READING TEXT —

● ● ● ●

I realized recently that none of my knits were portable, so I scrambled through my queue to find something with a minimum of materials or complexity. One skein of lovely laceweight yarn, an easy-to-memorize lace pattern, and one little needle thrown into my bag, and I’m well on my way to a fluttery, beautiful scarf.

Obviously I was knitting at the beach, and no, I’m still not sure I pull off that flopsy beach hat look. I’ve also knit a little here and there during train rides and ferry rides. i like having a simple, soothing project to contain whatever is currently going on in my mind in an orderly, gentle form.

I speak lace

I love learning and speaking foreign languages. I am fluent in Spanish and Italian, and I’m working on French. I love picking up fundamentals of grammar in other languages, and I genuinely enjoy discovering the quirks and peculiarities of a given culture’s modifications to a base structure.

One of the things I love best about languages is the way they stick in some part of the brain, whether used or not, and come up to the surface as needed, Italian words and Spanish idioms rolling into conversation naturally and comfortably. I find that lace-knitting is its own language, and I love that I am becoming slowly, modestly fluent in lace.

I had started my Wakame Lace Tunic way back in early 2010, over the holidays when I needed to take my mind off of an emotional situation (that’s always the way with me – I bury my feelings in lace). I put it aside just after establishing the sleeves on the back, when I got too busy with my graduate thesis. I packed it up when I moved to Staten Island, and I only just took it out again the other day.

Luckily, I speak lace. I’d left myself all the information I needed with the amount of stitches on the needles, and I was able to read where I was at in the first sleeve repeat. With a quick perusal of the pattern, I came right back up to speed, and I’ve been just chattering away with this gorgeous tunic since then.

I’m enjoying it immensely, and like most lace projects, it’s a great comfort for me during another emotionally trying time (I’ll talk about that once it’s all settled). I can’t get past the cleverness in the construction of this garment, and I look forward to making more progress as I zip up toward the end of the back and get ready to start the front.

Whispering and Ribbing

It would be a lie to say I’ve been knitting monogamously since starting this sweater, since I’ve actually finished two other sweaters while working on it (I know, right??), but for the most part, I’ve been obsessively focused on it, and it’s showing.

I’ve reached the “long rows” or skirt portion below the ribbed waist/collar, nearing the finish line on what has been an intensely enjoyable and lovely project.

The amount of time I’ve spent doing 1×1 ribbing in laceweight yarn this week is a bit staggering. It made me realize that on my last Whisper Cardigan, I stopped the ribbing half an inch short, with no memory of why I did that. I also noticed something about my 1×1 ribbing itself.

This is the outside, which frankly, looks a little cruddy. This photograph is obviously pre-blocking, so presumably the unevenness and sort of wonky appearance of the stitches should sort itself out.

But look at the backside. The knit stitches are so much more even, tame, and nicely spaced. These photos don’t show it, but the back looks much nicer when stretched too. Why is the wrong side of my ribbing so much nicer-looking than the right side??

When I accidentally picked up stitches backwards on another ribbing-edged project, I thought I could test an idea I had, that knitting my ribbing with the backside as the right side would result in a nicer edging. At first, it had the intended tidy, attractive appearance and I was very pleased with myself. But after stretching it a little in trying the garment on, the two sides are indistinguishable. So much for that theory.

● ● ● ●

SUPPLIED ENTRIES —
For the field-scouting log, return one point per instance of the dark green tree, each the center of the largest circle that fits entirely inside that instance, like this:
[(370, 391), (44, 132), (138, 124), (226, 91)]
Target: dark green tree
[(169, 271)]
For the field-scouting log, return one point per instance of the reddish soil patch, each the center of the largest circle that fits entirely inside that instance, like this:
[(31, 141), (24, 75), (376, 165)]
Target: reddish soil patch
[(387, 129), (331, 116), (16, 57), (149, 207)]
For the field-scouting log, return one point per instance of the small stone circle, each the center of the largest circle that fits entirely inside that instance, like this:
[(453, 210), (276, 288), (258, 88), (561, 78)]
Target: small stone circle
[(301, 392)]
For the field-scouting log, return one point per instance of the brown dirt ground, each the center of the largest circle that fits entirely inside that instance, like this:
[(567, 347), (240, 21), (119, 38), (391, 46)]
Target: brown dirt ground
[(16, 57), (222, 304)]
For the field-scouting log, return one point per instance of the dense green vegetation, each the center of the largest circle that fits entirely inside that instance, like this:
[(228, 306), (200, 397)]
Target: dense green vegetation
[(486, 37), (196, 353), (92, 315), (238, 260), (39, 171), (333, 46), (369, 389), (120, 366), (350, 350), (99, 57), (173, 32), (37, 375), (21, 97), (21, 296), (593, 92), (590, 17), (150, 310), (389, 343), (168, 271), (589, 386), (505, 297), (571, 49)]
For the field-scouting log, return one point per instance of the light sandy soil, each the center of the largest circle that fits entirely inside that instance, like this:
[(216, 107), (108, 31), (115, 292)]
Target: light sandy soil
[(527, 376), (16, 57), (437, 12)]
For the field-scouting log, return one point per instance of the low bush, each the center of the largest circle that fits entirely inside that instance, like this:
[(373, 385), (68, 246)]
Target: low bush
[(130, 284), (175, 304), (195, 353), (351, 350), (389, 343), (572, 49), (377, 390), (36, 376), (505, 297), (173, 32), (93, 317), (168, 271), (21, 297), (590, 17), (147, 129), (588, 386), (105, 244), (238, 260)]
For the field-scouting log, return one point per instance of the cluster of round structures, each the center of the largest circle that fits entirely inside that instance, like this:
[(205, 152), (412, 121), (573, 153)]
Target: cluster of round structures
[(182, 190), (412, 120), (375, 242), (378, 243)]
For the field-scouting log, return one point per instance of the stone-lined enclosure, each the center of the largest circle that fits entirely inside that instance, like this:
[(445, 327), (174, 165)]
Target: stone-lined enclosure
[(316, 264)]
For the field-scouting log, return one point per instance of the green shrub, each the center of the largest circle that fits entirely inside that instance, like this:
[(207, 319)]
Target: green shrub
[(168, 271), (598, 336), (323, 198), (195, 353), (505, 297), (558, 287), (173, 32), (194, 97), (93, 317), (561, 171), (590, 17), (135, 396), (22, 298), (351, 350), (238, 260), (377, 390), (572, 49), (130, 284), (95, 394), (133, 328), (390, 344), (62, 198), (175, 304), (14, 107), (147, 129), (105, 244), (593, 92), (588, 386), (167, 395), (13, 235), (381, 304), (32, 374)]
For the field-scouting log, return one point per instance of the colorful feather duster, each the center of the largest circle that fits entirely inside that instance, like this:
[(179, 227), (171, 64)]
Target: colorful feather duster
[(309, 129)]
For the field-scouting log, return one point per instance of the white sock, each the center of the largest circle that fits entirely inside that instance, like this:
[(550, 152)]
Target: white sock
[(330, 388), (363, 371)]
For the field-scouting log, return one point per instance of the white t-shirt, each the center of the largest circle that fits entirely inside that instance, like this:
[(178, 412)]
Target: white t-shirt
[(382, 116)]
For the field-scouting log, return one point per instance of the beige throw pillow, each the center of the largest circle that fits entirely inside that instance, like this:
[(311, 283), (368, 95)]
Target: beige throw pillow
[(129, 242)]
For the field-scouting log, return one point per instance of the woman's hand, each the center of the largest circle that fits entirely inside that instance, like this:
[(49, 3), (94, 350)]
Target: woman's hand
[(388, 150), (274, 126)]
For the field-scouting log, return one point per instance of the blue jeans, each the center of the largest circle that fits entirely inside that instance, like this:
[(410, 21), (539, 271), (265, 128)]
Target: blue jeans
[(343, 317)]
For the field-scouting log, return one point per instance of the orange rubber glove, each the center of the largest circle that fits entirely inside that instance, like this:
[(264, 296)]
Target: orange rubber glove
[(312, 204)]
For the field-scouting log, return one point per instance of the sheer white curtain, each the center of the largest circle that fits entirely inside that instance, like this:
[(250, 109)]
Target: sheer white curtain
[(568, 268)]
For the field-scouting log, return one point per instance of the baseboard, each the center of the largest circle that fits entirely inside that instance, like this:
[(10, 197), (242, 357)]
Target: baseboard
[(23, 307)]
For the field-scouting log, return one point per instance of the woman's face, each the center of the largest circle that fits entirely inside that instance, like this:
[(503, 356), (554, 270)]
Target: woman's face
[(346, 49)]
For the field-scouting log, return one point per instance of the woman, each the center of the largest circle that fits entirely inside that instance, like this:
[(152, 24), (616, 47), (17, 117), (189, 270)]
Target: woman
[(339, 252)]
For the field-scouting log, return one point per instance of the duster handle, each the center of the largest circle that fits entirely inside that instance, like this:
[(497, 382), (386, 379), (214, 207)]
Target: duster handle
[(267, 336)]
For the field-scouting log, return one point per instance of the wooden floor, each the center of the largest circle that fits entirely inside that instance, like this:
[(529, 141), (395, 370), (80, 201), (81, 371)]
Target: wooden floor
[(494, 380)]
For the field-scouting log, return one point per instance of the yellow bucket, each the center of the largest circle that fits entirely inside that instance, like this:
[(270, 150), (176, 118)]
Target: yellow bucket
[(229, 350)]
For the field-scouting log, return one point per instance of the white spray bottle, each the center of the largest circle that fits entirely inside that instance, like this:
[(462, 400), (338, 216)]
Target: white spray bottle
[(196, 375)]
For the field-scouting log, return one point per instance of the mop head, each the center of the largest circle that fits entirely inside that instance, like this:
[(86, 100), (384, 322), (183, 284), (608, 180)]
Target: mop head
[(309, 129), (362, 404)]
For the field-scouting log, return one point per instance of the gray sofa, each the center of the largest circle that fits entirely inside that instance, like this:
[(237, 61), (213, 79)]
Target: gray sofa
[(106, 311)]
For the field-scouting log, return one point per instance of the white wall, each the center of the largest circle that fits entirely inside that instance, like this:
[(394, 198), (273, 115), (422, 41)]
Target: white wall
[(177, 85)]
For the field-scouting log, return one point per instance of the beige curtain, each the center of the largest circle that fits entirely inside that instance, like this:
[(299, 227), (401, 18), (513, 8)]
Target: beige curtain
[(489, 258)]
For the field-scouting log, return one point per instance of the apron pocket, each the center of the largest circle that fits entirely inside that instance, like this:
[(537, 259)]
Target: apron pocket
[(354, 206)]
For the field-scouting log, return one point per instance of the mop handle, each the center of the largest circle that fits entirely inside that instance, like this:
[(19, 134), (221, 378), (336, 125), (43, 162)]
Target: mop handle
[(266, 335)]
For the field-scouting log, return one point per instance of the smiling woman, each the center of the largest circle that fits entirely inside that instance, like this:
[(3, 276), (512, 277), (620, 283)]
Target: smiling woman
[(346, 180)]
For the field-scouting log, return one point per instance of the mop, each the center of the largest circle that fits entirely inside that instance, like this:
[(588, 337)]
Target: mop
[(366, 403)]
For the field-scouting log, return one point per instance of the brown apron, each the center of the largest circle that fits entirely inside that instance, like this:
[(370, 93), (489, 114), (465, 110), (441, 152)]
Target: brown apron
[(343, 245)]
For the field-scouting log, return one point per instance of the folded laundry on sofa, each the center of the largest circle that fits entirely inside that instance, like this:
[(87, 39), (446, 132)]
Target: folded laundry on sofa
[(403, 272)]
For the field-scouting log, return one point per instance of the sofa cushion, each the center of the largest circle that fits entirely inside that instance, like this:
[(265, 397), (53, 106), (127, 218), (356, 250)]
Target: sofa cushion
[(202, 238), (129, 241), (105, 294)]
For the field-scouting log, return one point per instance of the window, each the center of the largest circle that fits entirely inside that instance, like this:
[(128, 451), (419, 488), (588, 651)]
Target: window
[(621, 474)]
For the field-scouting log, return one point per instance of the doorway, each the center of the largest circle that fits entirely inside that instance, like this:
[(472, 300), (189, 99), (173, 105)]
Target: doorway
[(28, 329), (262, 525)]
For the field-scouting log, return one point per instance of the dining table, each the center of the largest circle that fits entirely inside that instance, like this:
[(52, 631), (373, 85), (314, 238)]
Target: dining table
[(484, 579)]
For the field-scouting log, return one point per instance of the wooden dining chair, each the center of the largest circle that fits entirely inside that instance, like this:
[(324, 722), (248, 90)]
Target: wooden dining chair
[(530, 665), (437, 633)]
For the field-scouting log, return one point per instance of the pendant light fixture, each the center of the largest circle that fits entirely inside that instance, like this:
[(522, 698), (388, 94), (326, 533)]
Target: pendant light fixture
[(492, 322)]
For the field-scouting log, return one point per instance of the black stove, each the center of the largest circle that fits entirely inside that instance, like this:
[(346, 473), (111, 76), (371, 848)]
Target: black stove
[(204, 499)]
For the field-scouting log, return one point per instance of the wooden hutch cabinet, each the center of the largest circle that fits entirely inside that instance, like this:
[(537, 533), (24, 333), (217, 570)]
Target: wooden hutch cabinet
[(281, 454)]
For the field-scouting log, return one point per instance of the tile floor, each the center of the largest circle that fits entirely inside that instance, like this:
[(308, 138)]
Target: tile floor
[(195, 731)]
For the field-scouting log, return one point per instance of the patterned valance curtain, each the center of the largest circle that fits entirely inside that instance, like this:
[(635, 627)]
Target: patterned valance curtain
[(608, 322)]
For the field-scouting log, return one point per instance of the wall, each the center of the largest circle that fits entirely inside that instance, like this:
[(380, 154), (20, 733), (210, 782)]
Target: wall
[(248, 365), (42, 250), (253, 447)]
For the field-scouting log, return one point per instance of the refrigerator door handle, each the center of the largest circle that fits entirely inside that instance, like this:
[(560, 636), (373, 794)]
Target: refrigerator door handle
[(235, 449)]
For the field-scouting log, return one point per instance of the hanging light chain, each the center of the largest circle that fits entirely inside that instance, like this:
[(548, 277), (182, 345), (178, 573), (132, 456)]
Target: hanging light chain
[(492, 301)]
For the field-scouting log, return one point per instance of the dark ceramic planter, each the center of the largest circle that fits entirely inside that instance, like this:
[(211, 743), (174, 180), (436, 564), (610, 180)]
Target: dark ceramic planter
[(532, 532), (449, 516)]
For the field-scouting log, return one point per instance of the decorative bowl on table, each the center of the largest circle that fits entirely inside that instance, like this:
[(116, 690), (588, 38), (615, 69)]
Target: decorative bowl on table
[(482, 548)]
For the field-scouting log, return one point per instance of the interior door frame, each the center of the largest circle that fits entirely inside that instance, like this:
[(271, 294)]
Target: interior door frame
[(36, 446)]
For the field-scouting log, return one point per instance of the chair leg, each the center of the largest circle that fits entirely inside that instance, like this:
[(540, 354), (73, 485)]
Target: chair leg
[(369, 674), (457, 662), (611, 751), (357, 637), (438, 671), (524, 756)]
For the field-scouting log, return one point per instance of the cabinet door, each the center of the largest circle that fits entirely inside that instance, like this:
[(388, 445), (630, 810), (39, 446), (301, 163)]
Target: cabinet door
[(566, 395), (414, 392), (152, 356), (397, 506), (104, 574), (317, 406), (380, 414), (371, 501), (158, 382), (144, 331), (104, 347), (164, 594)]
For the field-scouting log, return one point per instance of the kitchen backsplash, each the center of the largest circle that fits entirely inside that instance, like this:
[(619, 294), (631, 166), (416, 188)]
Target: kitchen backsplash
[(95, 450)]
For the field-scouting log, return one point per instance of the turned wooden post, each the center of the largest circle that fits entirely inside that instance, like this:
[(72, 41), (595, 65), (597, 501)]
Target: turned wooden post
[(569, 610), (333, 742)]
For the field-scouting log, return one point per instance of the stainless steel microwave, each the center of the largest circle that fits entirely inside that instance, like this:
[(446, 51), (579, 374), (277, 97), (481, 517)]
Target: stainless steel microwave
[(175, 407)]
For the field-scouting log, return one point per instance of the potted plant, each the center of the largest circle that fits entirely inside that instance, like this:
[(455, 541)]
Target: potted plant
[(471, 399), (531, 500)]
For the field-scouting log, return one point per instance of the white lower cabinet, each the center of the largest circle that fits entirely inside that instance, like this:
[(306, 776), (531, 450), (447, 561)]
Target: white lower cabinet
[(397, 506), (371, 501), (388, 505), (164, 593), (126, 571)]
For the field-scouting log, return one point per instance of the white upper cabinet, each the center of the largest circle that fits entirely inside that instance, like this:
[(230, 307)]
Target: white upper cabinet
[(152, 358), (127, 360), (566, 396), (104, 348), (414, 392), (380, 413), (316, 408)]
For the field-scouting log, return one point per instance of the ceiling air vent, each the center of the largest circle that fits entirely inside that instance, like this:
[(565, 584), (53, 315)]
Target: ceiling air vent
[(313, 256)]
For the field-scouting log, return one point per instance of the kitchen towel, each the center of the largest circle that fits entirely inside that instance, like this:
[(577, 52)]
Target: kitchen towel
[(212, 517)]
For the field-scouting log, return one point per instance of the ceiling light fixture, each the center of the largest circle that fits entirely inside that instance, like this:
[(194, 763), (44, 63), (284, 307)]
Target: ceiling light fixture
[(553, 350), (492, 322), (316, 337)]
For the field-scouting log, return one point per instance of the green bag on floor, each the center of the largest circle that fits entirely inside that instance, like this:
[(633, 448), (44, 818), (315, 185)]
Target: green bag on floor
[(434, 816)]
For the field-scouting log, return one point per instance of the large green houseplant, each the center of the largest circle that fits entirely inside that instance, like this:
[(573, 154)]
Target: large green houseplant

● ● ● ●

ACTIONS TO TAKE —
1. Answer these questions about the knitting post, using only what it states.
(a) Which two languages does the writer say they speak fluently?
(b) When did the writer start the Wakame Lace Tunic?
(c) How far short did the writer stop the ribbing on the last Whisper Cardigan?
2. Continue the knitting post from the point where it ends, keeping the same first-person voice.

EXPECTED ANSWERS —
1.
(a) Spanish and Italian.
(b) In early 2010, over the holidays.
(c) Half an inch short.

2.
I’ve always knit English (yarn in my right hand, throwing over the stitches), in part because it’s how I was taught and because I’ve read that it typically results in more even stitches and consistent gauge. I’m starting to wonder if I wouldn’t benefit from switching up how I do my 1×1 ribbing, not only for improved appearance, but for what I imagine would be a dramatic increase in speed.

Nevertheless, I’m thrilled with where this project is going, and I’m glad I soldiered through all that ribbing. I can’t wait to share some FOs with you soon.

What’s old is new again

Back in 2010 I made a laceweight sweater that I adored. Then I wrecked it when I was trying to block it. I was so sad that I put it away for months.

When I took it back out last summer, intending to unpick the bind-off and repair the parts I’d ripped, it became a disaster. My collar became a tangled mess, and in a fit of knitterly rage, I went at it with scissors. It… wasn’t pretty.

I nicked the body of the sweater while angrily trying to cut off the collar, which necessitated reknitting the bottom several inches and ribbing. By that point, I just couldn’t look at it anymore. I relegated it to the depths of my WIP basket, periodically taking it out to admire it, but I dreaded reknitting the collar.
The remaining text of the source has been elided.